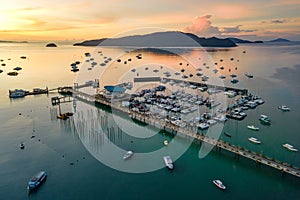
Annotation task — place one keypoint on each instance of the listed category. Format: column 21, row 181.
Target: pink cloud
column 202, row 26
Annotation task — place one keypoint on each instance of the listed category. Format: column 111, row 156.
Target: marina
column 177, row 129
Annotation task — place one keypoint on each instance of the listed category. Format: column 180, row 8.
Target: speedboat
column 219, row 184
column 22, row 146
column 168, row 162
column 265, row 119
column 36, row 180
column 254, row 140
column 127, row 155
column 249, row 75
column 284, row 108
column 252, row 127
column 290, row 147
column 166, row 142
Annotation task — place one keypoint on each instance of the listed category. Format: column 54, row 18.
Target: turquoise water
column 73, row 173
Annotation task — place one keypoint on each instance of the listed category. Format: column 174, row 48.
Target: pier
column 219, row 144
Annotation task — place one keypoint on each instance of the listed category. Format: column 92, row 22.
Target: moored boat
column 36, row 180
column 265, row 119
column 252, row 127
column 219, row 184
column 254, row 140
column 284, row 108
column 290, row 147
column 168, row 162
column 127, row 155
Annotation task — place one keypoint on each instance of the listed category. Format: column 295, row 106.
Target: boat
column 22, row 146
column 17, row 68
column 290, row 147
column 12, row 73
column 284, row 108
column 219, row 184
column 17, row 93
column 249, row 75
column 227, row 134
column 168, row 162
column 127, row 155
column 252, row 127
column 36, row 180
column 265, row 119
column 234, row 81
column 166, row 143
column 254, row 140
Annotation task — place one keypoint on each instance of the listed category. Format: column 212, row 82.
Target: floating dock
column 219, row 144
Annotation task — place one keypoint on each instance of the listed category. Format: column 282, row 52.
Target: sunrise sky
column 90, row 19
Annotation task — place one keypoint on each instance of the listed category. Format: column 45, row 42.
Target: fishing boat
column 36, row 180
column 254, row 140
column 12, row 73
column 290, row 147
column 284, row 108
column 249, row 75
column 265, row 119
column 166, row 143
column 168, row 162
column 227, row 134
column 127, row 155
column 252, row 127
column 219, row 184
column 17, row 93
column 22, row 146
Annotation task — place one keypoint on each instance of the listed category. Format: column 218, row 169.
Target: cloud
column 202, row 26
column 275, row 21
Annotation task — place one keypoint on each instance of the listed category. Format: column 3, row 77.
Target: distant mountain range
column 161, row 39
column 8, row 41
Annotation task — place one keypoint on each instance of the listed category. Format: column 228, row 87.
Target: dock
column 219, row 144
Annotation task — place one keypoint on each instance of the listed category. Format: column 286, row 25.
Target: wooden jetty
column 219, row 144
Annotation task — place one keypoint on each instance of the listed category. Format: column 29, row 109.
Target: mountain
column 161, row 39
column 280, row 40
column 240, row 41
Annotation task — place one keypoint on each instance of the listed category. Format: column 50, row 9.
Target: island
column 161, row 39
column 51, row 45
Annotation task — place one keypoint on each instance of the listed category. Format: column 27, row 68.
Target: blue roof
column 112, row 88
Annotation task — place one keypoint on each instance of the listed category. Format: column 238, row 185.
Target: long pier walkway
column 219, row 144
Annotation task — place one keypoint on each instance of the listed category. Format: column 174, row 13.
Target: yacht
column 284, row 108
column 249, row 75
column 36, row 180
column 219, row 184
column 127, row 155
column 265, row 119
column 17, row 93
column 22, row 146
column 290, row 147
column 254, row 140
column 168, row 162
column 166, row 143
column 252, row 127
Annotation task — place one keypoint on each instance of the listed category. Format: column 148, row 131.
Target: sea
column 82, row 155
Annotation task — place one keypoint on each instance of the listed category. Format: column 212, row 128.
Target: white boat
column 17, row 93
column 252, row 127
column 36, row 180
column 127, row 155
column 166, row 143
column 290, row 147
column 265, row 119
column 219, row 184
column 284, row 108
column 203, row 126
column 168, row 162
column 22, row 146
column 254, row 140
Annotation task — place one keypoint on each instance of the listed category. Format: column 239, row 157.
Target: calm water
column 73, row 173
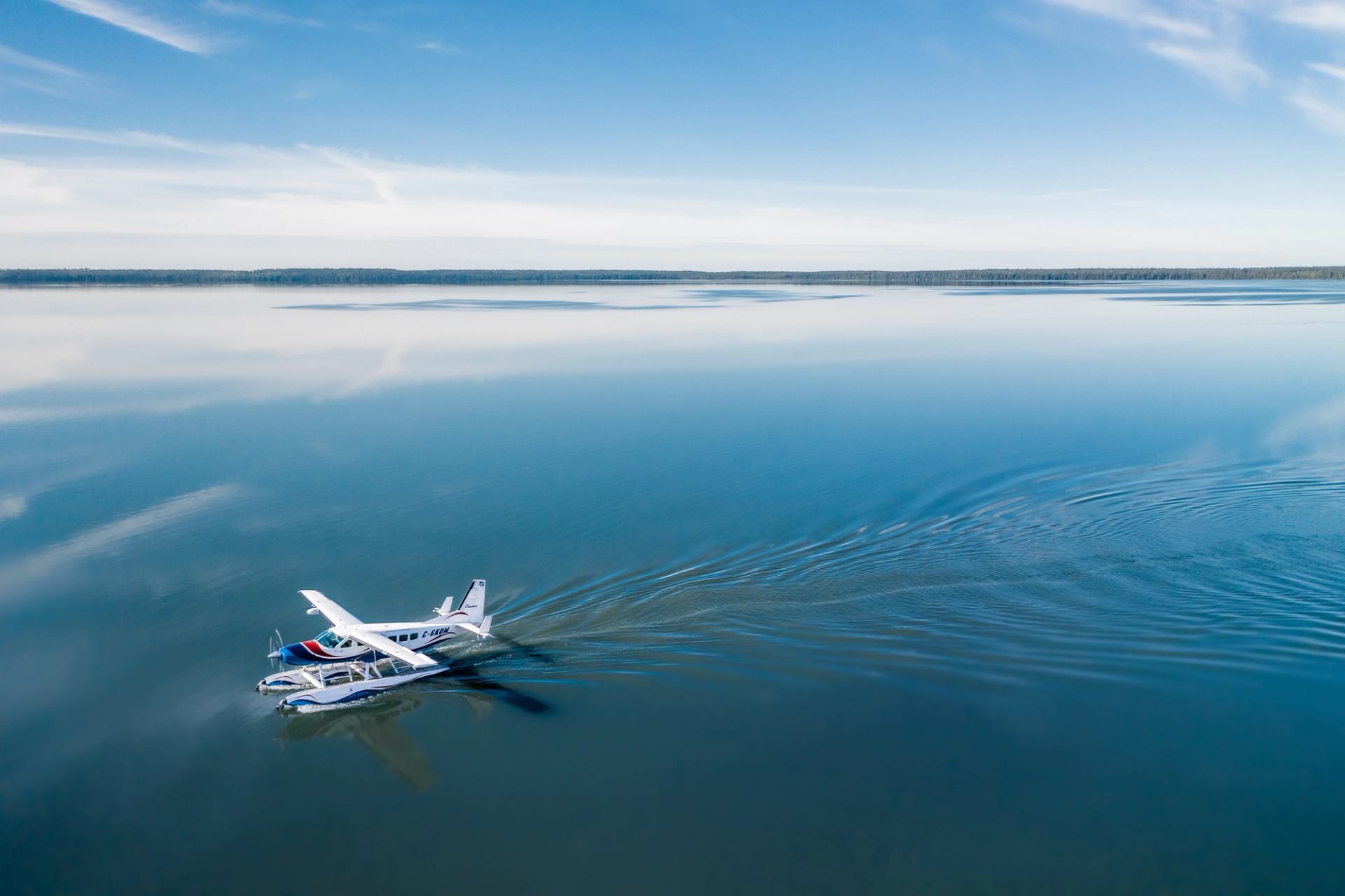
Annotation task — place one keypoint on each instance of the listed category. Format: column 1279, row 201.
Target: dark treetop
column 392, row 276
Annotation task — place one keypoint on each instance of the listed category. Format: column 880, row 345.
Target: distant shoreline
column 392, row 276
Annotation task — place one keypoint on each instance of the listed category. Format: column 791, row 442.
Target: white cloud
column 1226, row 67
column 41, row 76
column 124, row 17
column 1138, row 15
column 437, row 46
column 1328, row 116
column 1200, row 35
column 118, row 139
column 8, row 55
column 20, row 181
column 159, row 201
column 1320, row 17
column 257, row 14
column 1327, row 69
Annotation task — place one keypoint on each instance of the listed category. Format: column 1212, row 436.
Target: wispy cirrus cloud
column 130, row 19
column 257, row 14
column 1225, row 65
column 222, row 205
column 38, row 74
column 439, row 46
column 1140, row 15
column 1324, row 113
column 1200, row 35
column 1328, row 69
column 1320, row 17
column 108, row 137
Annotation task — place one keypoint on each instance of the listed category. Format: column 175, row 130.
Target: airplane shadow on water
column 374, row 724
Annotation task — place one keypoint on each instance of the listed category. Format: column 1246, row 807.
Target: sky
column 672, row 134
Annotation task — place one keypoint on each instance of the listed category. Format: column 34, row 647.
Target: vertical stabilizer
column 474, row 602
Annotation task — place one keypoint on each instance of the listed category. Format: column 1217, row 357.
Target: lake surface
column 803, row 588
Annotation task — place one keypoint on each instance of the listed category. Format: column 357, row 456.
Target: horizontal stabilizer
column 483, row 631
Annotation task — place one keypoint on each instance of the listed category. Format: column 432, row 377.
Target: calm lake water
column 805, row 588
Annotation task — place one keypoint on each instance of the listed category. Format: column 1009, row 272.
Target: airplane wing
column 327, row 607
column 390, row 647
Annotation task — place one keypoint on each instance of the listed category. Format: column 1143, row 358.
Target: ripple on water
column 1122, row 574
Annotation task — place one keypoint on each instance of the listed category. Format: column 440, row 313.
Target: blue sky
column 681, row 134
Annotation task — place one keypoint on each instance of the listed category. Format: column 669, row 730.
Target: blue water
##########
:: Aim of the task ::
In your answer, print the entries above exactly, with the pictures left out.

:: Answer ::
Annotation task — place one keypoint on each instance of the listed category. Format: column 21, row 181.
Target: pink cloud
column 202, row 26
Annotation task — place one keypoint on each instance of the listed category. Format: column 111, row 156.
Target: marina
column 177, row 129
Annotation task — place one keypoint on each instance of the listed category. Format: column 180, row 8.
Target: speedboat
column 219, row 184
column 22, row 146
column 168, row 162
column 265, row 119
column 36, row 180
column 254, row 140
column 127, row 155
column 249, row 75
column 284, row 108
column 252, row 127
column 290, row 147
column 166, row 142
Annotation task — place one keypoint on each instance of the listed category. Format: column 54, row 18.
Target: turquoise water
column 73, row 173
Annotation task — place one keypoint on each instance of the listed category. Format: column 174, row 48.
Target: pier
column 219, row 144
Annotation task — place one keypoint on each instance of the listed category. Format: column 92, row 22.
Target: moored boat
column 36, row 180
column 265, row 119
column 252, row 127
column 219, row 184
column 254, row 140
column 284, row 108
column 290, row 147
column 168, row 162
column 127, row 155
Annotation task — place one keypoint on each instance of the listed category. Format: column 295, row 106.
Target: boat
column 22, row 146
column 17, row 68
column 290, row 147
column 12, row 73
column 284, row 108
column 219, row 184
column 17, row 93
column 249, row 75
column 227, row 134
column 168, row 162
column 127, row 155
column 252, row 127
column 36, row 180
column 265, row 119
column 234, row 81
column 166, row 143
column 254, row 140
Annotation task — place one keypoint on each instance of the listed category. Format: column 212, row 82.
Target: floating dock
column 219, row 144
Annotation task — place one keypoint on each instance of the listed category. Format: column 282, row 52.
Target: sunrise sky
column 90, row 19
Annotation task — place one keypoint on each instance of the listed category. Format: column 45, row 42.
Target: fishing boat
column 36, row 180
column 254, row 140
column 12, row 73
column 290, row 147
column 284, row 108
column 249, row 75
column 265, row 119
column 166, row 143
column 168, row 162
column 227, row 134
column 127, row 155
column 252, row 127
column 219, row 184
column 17, row 93
column 22, row 146
Annotation task — place one keypoint on each instance of the listed category. Format: column 218, row 169.
Target: cloud
column 202, row 26
column 275, row 21
Annotation task — place one keypoint on each instance of the listed category. Format: column 3, row 77.
Target: distant mountain range
column 161, row 39
column 8, row 41
Annotation task — place one keypoint on each instance of the listed category. Format: column 228, row 87.
Target: dock
column 219, row 144
Annotation task — place one keypoint on each instance of the listed category. Format: column 286, row 25.
Target: wooden jetty
column 219, row 144
Annotation task — place one keypoint on each instance of the listed category. Format: column 29, row 109.
Target: mountain
column 161, row 39
column 280, row 40
column 240, row 41
Annotation task — place one keypoint on each instance of the listed category. Format: column 50, row 9.
Target: island
column 161, row 39
column 51, row 45
Annotation task — place one keypoint on each instance of the listed category. Format: column 27, row 68.
Target: blue roof
column 112, row 88
Annotation task — place one keypoint on each instance of the listed category. Format: column 238, row 185.
Target: long pier walkway
column 219, row 144
Annotation task — place one keypoint on each instance of the listed category. Format: column 174, row 13.
Target: yacht
column 284, row 108
column 249, row 75
column 36, row 180
column 219, row 184
column 127, row 155
column 265, row 119
column 17, row 93
column 22, row 146
column 290, row 147
column 254, row 140
column 168, row 162
column 166, row 143
column 252, row 127
Annotation task — place one keypoint on each instance of the listed category. Format: column 148, row 131.
Target: sea
column 82, row 155
Annotation task — place one keypoint on each instance of the listed category. Format: column 212, row 128.
Target: white boat
column 17, row 93
column 252, row 127
column 36, row 180
column 127, row 155
column 166, row 143
column 290, row 147
column 265, row 119
column 219, row 184
column 284, row 108
column 203, row 126
column 168, row 162
column 22, row 146
column 254, row 140
Annotation task — place one keypoint on each instance of the listed category. Format: column 239, row 157.
Target: calm water
column 73, row 173
Annotation task — place one keypoint on each instance of the listed category. Format: column 1279, row 201.
Target: dark treetop
column 392, row 276
Annotation task — place one keypoint on each instance of the listed category. Format: column 880, row 345.
Target: distant shoreline
column 392, row 276
Annotation task — place one keypoint on each instance of the listed category. Format: column 791, row 442.
Target: white cloud
column 1226, row 67
column 41, row 76
column 124, row 17
column 1138, row 15
column 437, row 46
column 1328, row 116
column 1200, row 35
column 118, row 139
column 8, row 55
column 20, row 181
column 159, row 201
column 1320, row 17
column 257, row 14
column 1327, row 69
Annotation task — place one keypoint on each instance of the listed category. Format: column 1212, row 436.
Target: wispy cirrus cloud
column 130, row 19
column 257, row 14
column 1225, row 65
column 222, row 205
column 38, row 74
column 439, row 46
column 1140, row 15
column 1324, row 113
column 1200, row 35
column 1328, row 69
column 1320, row 17
column 108, row 137
Annotation task — place one keypoint on each instance of the listed category. Format: column 175, row 130.
Target: airplane shadow on water
column 374, row 724
Annotation task — place one keypoint on each instance of the listed category. Format: column 1246, row 807.
Target: sky
column 672, row 134
Annotation task — place one keypoint on each instance of the listed category. Format: column 34, row 647.
Target: vertical stabilizer
column 474, row 602
Annotation task — place one keypoint on each instance of the listed category. Format: column 1217, row 357.
Target: lake surface
column 803, row 588
Annotation task — place one keypoint on each instance of the listed category. Format: column 357, row 456.
Target: horizontal stabilizer
column 483, row 631
Annotation task — place one keypoint on each instance of the listed category. Format: column 432, row 377.
Target: calm lake water
column 805, row 588
Annotation task — place one keypoint on each instance of the listed category. Format: column 1009, row 272.
Target: airplane wing
column 327, row 607
column 390, row 647
Annotation task — place one keypoint on each instance of the listed category. Format: column 1143, row 358.
Target: ripple on water
column 1122, row 574
Annotation task — place one keypoint on each instance of the listed category. Format: column 440, row 313.
Target: blue sky
column 681, row 134
Annotation task — place one keypoint on each instance of the listed category. Format: column 669, row 730.
Target: blue water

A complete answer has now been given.